Your task is to quote the material that follows, in full and exactly.

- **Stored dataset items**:
↓↓↓
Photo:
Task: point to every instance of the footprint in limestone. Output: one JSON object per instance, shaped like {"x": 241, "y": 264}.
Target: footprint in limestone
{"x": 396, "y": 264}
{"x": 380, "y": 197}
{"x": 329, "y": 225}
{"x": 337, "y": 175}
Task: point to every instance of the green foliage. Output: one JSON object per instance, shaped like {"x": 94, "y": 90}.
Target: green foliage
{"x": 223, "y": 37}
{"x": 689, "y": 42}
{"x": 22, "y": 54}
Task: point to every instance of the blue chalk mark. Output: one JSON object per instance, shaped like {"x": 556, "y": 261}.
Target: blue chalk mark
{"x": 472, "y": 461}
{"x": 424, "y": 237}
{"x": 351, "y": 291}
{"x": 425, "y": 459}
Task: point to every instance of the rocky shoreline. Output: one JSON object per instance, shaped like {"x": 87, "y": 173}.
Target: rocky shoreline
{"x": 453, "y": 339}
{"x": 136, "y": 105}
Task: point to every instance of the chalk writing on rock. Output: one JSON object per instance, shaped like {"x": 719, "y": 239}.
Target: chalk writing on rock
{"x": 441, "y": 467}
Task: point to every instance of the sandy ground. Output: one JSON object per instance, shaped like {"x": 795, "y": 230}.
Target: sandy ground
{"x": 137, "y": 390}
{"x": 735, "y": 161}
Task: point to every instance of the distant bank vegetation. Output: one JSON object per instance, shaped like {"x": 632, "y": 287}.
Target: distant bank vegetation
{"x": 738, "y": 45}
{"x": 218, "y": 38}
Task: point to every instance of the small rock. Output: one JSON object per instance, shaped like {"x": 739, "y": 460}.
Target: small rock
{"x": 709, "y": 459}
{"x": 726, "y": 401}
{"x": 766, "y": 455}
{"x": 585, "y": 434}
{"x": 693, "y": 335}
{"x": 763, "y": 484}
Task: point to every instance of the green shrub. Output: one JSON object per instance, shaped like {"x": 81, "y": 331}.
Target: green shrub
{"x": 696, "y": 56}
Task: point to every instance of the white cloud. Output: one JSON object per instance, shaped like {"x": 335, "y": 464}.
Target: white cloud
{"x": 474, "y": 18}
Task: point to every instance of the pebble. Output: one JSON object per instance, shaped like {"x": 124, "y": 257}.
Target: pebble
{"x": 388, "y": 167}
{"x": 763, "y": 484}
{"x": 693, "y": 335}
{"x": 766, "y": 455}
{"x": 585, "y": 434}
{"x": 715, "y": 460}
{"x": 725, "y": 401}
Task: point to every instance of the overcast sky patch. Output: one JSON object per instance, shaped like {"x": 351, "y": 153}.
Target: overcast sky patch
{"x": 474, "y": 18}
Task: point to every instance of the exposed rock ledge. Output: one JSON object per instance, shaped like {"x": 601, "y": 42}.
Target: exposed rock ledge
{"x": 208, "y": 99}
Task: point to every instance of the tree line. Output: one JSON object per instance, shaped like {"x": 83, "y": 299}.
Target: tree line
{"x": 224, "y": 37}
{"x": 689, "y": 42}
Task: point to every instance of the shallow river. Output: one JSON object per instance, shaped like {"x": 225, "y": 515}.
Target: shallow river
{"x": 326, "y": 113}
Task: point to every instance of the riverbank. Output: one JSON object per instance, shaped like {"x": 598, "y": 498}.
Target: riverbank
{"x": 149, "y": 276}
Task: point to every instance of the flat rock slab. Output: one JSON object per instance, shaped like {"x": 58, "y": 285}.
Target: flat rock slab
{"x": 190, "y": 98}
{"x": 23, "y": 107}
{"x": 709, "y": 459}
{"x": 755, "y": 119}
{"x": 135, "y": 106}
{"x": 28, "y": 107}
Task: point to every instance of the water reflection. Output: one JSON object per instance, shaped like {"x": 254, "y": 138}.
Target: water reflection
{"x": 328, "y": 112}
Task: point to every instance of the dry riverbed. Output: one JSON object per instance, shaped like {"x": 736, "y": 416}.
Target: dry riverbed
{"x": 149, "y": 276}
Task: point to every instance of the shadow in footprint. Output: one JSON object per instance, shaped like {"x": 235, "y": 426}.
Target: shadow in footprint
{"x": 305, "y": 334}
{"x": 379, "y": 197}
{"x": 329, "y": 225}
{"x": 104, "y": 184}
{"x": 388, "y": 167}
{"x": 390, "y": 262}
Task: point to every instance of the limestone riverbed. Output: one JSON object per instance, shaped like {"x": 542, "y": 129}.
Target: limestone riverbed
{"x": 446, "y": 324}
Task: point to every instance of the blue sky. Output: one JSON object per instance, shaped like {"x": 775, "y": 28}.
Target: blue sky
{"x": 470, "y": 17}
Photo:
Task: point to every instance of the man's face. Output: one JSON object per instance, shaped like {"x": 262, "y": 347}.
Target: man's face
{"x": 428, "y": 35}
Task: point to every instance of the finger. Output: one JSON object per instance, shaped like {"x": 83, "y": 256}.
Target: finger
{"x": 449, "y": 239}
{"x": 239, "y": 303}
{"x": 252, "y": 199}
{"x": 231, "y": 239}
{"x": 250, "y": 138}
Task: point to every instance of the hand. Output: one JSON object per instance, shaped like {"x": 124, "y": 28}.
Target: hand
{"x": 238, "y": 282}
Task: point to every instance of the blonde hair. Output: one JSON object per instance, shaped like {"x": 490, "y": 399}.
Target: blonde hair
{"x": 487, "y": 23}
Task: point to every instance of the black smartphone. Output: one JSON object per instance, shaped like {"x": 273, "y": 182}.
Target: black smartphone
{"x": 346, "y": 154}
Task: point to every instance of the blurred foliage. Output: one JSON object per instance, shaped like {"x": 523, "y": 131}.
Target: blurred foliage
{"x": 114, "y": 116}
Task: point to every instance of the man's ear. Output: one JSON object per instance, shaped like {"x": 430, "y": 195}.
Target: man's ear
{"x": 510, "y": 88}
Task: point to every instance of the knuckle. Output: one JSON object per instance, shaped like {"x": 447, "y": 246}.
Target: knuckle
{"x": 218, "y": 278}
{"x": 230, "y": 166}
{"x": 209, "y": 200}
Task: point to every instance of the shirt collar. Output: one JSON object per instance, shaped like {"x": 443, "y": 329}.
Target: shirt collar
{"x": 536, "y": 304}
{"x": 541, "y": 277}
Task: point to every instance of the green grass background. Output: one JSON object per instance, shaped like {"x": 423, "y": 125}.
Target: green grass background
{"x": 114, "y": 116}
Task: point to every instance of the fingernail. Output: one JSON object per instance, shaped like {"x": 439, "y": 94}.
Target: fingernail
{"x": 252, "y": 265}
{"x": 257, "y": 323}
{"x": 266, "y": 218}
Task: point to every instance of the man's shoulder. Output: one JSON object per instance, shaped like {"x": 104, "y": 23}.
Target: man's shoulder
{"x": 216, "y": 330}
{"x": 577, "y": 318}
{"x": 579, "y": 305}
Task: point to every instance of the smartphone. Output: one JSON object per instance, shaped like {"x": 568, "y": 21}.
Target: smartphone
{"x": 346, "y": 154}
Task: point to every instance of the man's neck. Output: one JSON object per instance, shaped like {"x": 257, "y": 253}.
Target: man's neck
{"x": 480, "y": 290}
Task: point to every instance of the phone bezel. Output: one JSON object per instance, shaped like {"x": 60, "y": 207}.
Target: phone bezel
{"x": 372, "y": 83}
↑↑↑
- **Written solution**:
Photo:
Task: point to every instance of the footprint in limestone. Output: one JSON object per instance, shaped like {"x": 241, "y": 264}.
Target: footprint in limestone
{"x": 396, "y": 264}
{"x": 380, "y": 197}
{"x": 329, "y": 225}
{"x": 337, "y": 175}
Task: point to every instance of the green foliage. Output: one JSON object per instance, shaped like {"x": 94, "y": 90}.
Target: green foliage
{"x": 223, "y": 37}
{"x": 689, "y": 42}
{"x": 22, "y": 54}
Task: point to every instance of the blue chalk mark. Output: one JSON object per instance, shaped like {"x": 556, "y": 261}.
Target: blue chalk mark
{"x": 472, "y": 461}
{"x": 424, "y": 237}
{"x": 351, "y": 291}
{"x": 425, "y": 459}
Task: point to every instance of the rocky shoreline. Output: one JSON object per instance, shaped like {"x": 87, "y": 173}.
Target: rocky shoreline
{"x": 453, "y": 339}
{"x": 136, "y": 105}
Task: point to every instance of the chalk writing on rock. Output: one JSON object per instance, shaped like {"x": 719, "y": 239}.
Target: chalk writing on rock
{"x": 441, "y": 467}
Task: point to every instance of the sandy ground. Output: one JSON object per instance, shaped like {"x": 795, "y": 230}.
Target: sandy ground
{"x": 137, "y": 390}
{"x": 735, "y": 161}
Task: point to every instance of the distant bank vegetation. Output: one JSON object per instance, shaped like {"x": 632, "y": 287}.
Target: distant bank vegetation
{"x": 738, "y": 45}
{"x": 218, "y": 38}
Task: point to every instance of the small rock. Output: one JSON object per instance, shaped like {"x": 739, "y": 460}.
Target: small rock
{"x": 709, "y": 459}
{"x": 726, "y": 401}
{"x": 766, "y": 455}
{"x": 585, "y": 434}
{"x": 693, "y": 335}
{"x": 763, "y": 484}
Task: point to every instance of the green shrub. Output: one JSON object per instance, shaped like {"x": 81, "y": 331}.
Target: green shrub
{"x": 696, "y": 56}
Task: point to every instance of the white cloud. Output: one JSON object per instance, shaped like {"x": 335, "y": 464}.
Target: white cloud
{"x": 474, "y": 18}
Task: point to every instance of the pebble. Output: one JSON object per instance, shaped like {"x": 124, "y": 257}.
Target: pebble
{"x": 388, "y": 167}
{"x": 763, "y": 484}
{"x": 693, "y": 335}
{"x": 766, "y": 455}
{"x": 585, "y": 434}
{"x": 715, "y": 460}
{"x": 725, "y": 401}
Task: point to every instance of the overcast sky patch. Output: one JSON object per instance, shaped like {"x": 351, "y": 153}.
Target: overcast sky patch
{"x": 474, "y": 18}
Task: point to every instance of the exposed rock ledge. Output: one JSON object per instance, shaped like {"x": 601, "y": 42}.
Target: exposed rock ledge
{"x": 208, "y": 99}
Task: point to every instance of the tree line. Output: one JSON object per instance, shaped like {"x": 83, "y": 299}.
Target: tree line
{"x": 224, "y": 37}
{"x": 689, "y": 42}
Task: point to every instance of the shallow river. Output: one JSON object per instance, shaped like {"x": 225, "y": 515}.
Target: shallow river
{"x": 326, "y": 113}
Task: point to every instance of the riverbank. Output: one JSON object per instance, shaped like {"x": 598, "y": 498}.
Target: riverbank
{"x": 149, "y": 276}
Task: point to every instance of the flat rock slab. Output: one JSON object per instance, shaped like {"x": 58, "y": 285}.
Target: flat rock slab
{"x": 190, "y": 98}
{"x": 23, "y": 107}
{"x": 709, "y": 459}
{"x": 755, "y": 119}
{"x": 135, "y": 106}
{"x": 28, "y": 107}
Task: point to every instance of the water reflection. Output: one JSON object per instance, shaped like {"x": 254, "y": 138}.
Target: water reflection
{"x": 328, "y": 112}
Task: point to every instance of the dry riverbed. Output: one JSON object per instance, shaped like {"x": 736, "y": 416}.
Target: dry riverbed
{"x": 149, "y": 276}
Task: point to every instance of the shadow in footprint. Output: one JSON object per instance, shaped like {"x": 235, "y": 426}.
Target: shadow in footprint
{"x": 305, "y": 334}
{"x": 379, "y": 197}
{"x": 329, "y": 225}
{"x": 104, "y": 184}
{"x": 388, "y": 167}
{"x": 390, "y": 262}
Task: point to every instance of the limestone riverbed. Output: one JSON object per instance, shaped like {"x": 542, "y": 129}.
Target: limestone riverbed
{"x": 446, "y": 324}
Task: point to every instance of the blue sky. Output: one JSON object per instance, shaped like {"x": 775, "y": 28}.
Target: blue sky
{"x": 470, "y": 17}
Photo:
Task: point to every instance of the man's face. Output: one JSON object per instance, shaped like {"x": 262, "y": 347}.
Target: man's face
{"x": 428, "y": 35}
Task: point to every instance of the finger. Output: one JSON object per instance, shaped like {"x": 83, "y": 256}.
Target: finger
{"x": 449, "y": 239}
{"x": 239, "y": 303}
{"x": 252, "y": 199}
{"x": 231, "y": 239}
{"x": 250, "y": 138}
Task: point to every instance of the hand. Output: one JSON object per instance, shaped like {"x": 124, "y": 28}.
Target: hand
{"x": 238, "y": 282}
Task: point to every instance of the blonde hair. Output: one JSON object per instance, shaped like {"x": 490, "y": 399}.
Target: blonde hair
{"x": 487, "y": 23}
Task: point to every instance of the black smartphone. Output: one JSON object per instance, shaped like {"x": 273, "y": 182}.
Target: black smartphone
{"x": 346, "y": 154}
Task: point to every instance of the blurred foliage. Output: one JSON object per instance, shaped like {"x": 523, "y": 131}.
Target: blurred foliage
{"x": 114, "y": 116}
Task: point to every instance of the man's ear. Output: one JSON object per instance, shaped like {"x": 430, "y": 195}.
Target: man's ear
{"x": 510, "y": 88}
Task: point to every instance of the knuckle. Output: one JSON object per instance, shaped like {"x": 447, "y": 246}.
Target: knuckle
{"x": 218, "y": 278}
{"x": 230, "y": 166}
{"x": 209, "y": 200}
Task: point to every instance of the shirt collar. Output: one JSON object per instance, shaped like {"x": 443, "y": 329}.
Target: shirt collar
{"x": 536, "y": 304}
{"x": 541, "y": 277}
Task: point to every instance of the green grass background. Output: one JSON object per instance, shaped like {"x": 423, "y": 125}.
Target: green grass background
{"x": 114, "y": 116}
Task: point to every instance of the fingernail. Output: one JSON object per instance, shaped like {"x": 439, "y": 94}.
Target: fingernail
{"x": 252, "y": 265}
{"x": 257, "y": 323}
{"x": 266, "y": 218}
Task: point to every instance of the man's shoulder. Output: one JSON object per instance, shaped like {"x": 104, "y": 23}.
Target: man's shoulder
{"x": 216, "y": 330}
{"x": 577, "y": 318}
{"x": 579, "y": 305}
Task: point to every instance of the smartphone. Output: one JSON object per instance, shaped like {"x": 568, "y": 21}.
Target: smartphone
{"x": 346, "y": 154}
Task: point to every instance of the man's neck. Output: one JSON object per instance, shaped like {"x": 257, "y": 253}.
Target: man's neck
{"x": 480, "y": 290}
Task: point to every instance of the phone bezel. Output: one JSON object per instance, shaped like {"x": 60, "y": 207}.
Target: phone bezel
{"x": 372, "y": 83}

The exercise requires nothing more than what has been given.